= CHALLENGE =
Reproduce each line of the records below that contains the string "sneaker".

= RECORDS SHOWN =
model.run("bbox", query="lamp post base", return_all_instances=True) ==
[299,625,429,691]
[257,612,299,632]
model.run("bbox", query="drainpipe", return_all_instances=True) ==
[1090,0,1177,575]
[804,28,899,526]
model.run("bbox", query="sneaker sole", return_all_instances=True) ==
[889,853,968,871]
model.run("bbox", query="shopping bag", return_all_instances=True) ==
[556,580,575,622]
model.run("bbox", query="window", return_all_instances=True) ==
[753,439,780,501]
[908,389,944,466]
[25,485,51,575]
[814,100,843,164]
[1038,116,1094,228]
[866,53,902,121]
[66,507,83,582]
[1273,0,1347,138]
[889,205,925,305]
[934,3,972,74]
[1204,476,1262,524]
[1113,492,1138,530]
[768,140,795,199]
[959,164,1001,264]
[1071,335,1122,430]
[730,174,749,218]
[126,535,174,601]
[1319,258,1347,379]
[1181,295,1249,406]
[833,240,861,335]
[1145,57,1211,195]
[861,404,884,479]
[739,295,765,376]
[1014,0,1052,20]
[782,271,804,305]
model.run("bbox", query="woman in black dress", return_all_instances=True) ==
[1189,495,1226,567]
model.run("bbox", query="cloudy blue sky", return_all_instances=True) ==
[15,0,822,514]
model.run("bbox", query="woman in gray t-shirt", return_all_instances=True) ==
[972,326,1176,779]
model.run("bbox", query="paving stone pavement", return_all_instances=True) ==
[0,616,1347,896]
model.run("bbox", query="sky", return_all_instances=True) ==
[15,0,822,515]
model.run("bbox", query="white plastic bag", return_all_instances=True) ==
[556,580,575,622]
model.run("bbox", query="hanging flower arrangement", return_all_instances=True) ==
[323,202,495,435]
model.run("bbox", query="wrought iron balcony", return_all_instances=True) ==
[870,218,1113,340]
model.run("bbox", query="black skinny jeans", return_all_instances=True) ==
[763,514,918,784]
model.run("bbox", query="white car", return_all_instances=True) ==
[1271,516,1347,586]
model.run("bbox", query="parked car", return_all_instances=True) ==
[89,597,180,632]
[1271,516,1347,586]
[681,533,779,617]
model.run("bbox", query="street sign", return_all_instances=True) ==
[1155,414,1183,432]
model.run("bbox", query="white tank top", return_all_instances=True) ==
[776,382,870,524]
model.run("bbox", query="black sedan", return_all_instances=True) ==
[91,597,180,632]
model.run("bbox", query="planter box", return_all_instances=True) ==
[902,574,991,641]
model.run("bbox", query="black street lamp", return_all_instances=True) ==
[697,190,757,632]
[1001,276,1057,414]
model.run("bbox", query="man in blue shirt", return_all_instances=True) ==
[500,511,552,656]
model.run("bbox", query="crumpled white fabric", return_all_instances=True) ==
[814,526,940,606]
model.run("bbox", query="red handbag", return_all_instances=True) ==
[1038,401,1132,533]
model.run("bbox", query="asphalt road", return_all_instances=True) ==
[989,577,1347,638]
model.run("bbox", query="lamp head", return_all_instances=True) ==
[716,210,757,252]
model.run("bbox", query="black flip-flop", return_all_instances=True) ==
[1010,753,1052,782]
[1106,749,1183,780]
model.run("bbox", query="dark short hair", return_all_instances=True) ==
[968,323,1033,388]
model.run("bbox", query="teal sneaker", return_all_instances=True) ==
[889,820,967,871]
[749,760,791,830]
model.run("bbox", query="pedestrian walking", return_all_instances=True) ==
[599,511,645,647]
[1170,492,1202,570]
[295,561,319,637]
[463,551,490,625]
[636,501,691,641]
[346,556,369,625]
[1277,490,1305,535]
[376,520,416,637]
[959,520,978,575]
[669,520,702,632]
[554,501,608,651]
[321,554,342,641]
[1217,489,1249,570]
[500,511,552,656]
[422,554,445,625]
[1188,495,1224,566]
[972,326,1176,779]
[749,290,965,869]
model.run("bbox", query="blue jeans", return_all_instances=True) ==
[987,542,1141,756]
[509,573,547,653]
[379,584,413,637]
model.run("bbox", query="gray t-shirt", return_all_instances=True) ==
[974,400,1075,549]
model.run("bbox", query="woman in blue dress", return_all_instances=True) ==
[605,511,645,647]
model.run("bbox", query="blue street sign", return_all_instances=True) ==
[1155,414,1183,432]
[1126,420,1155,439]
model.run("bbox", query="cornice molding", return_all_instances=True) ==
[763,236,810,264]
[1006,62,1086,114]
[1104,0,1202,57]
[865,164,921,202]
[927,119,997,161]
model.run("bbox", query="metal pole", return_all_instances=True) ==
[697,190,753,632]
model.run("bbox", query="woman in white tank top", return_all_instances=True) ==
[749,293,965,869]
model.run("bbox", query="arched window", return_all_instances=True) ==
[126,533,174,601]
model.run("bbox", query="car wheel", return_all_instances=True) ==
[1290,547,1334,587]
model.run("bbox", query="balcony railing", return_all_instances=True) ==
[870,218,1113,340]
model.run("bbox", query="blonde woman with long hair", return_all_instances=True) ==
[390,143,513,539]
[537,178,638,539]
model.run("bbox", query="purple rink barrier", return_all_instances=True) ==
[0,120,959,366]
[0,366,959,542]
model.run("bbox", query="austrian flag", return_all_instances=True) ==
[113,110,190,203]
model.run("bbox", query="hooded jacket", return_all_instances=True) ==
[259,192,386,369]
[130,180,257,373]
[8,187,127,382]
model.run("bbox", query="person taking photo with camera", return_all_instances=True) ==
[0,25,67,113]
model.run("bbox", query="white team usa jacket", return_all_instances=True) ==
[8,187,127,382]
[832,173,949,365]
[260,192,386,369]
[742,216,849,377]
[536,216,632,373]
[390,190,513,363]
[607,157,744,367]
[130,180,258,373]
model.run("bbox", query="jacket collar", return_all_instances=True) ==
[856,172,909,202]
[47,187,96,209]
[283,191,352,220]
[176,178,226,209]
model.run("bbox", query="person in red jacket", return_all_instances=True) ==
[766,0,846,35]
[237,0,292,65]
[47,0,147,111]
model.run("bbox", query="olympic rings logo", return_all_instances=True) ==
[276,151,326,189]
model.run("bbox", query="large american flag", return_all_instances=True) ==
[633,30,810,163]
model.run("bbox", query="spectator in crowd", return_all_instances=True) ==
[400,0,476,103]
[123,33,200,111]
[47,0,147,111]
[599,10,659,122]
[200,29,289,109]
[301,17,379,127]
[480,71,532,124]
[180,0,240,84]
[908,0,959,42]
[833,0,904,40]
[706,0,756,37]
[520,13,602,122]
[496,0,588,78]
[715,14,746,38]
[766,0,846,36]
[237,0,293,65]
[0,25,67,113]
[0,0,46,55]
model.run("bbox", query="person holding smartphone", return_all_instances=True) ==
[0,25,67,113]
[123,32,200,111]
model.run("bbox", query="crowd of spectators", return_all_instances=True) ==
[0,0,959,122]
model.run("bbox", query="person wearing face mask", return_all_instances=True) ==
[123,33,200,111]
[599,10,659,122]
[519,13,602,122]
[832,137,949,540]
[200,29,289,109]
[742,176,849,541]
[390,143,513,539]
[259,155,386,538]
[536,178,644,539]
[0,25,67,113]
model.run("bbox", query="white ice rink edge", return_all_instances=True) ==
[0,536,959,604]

= COMPLETE RESPONSE =
model.run("bbox", query="sneaker sole", return_all_instances=True) ==
model.run("bbox", query="teal sneaker", return_all_instances=True) ==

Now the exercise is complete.